WHAT YOU HAVE TO DO. Your answer must be an exact copy of every record below.

[Stored records]
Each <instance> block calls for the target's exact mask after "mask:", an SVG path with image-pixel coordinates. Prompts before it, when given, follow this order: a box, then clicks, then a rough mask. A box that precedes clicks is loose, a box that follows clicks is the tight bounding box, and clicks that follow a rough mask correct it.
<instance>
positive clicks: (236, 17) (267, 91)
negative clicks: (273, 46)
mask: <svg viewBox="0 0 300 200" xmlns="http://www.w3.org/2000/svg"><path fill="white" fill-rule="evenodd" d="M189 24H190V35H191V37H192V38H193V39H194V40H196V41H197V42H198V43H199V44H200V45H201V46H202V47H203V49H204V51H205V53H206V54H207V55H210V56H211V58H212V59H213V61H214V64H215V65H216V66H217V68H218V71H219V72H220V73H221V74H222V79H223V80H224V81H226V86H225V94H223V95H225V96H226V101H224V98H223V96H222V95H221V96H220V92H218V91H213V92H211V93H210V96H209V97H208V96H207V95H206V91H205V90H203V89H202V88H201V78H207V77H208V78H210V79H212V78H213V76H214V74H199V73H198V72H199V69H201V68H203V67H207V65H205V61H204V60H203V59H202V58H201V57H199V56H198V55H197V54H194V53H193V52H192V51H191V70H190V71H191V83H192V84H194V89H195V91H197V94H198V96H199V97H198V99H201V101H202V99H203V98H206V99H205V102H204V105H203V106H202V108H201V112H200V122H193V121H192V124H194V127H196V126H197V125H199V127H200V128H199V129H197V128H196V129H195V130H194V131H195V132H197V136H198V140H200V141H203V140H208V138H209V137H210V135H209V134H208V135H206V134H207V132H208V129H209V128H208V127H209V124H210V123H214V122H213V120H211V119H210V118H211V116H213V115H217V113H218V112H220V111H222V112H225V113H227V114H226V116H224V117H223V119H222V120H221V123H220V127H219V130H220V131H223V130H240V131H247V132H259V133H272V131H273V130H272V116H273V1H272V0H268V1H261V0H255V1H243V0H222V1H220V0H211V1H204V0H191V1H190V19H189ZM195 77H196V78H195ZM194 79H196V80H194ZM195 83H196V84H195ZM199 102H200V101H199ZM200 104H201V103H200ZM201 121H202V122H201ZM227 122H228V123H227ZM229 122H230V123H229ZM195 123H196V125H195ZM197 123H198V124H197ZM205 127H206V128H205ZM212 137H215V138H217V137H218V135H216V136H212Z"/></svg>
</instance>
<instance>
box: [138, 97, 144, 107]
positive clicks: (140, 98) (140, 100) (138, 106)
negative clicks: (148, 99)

YOUR SOLUTION.
Each <instance> block calls for the target's exact mask after "mask:", an SVG path with image-pixel coordinates. Prompts before it, when given, follow this order: a box, then clicks, then a rough mask. A box that precedes clicks is loose, a box that follows clicks is the tight bounding box, and clicks that follow a rough mask correct it.
<instance>
positive clicks: (236, 17) (267, 91)
negative clicks: (273, 46)
mask: <svg viewBox="0 0 300 200" xmlns="http://www.w3.org/2000/svg"><path fill="white" fill-rule="evenodd" d="M189 24H190V35H191V37H192V38H193V39H194V40H196V41H197V42H198V43H199V44H200V45H201V46H202V47H203V49H204V51H205V53H206V54H207V55H210V56H211V58H212V59H213V61H214V64H215V65H216V66H217V68H218V71H219V72H220V73H221V74H222V79H223V80H224V81H226V86H225V94H223V95H225V96H226V101H224V98H223V96H222V95H221V96H220V92H218V91H213V92H211V93H210V96H209V97H208V96H207V95H206V91H205V90H203V89H202V88H201V78H207V77H208V78H210V79H212V78H213V76H214V74H199V73H198V72H199V69H201V68H203V67H207V65H205V61H204V60H203V59H202V58H201V57H199V56H198V55H197V54H194V53H193V52H192V51H191V70H190V71H191V83H192V84H194V89H195V91H197V94H198V96H199V97H198V99H201V101H202V99H203V98H206V99H205V102H204V105H203V106H202V108H201V112H200V122H193V121H192V124H194V127H196V126H197V125H199V127H200V128H199V129H197V128H196V129H195V130H194V131H195V132H197V136H198V140H200V141H203V140H208V138H209V137H210V135H209V134H208V135H206V134H207V132H208V129H209V128H208V127H209V124H210V123H214V122H213V120H211V119H210V118H211V116H213V115H217V113H218V112H220V111H222V112H225V113H227V114H226V116H224V117H223V119H222V120H221V123H220V127H219V130H220V131H223V130H240V131H247V132H259V133H272V131H273V130H272V116H273V1H272V0H268V1H261V0H255V1H243V0H222V1H220V0H211V1H204V0H191V1H190V19H189ZM195 77H196V78H195ZM194 79H196V80H194ZM195 83H196V84H195ZM199 102H200V101H199ZM200 104H201V103H200ZM201 121H202V122H201ZM227 122H228V123H227ZM229 122H230V123H229ZM195 123H196V125H195ZM197 123H198V124H197ZM205 127H206V128H205ZM212 137H215V138H217V137H218V135H216V136H212Z"/></svg>
</instance>
<instance>
box: [138, 97, 144, 107]
positive clicks: (140, 98) (140, 100) (138, 106)
negative clicks: (148, 99)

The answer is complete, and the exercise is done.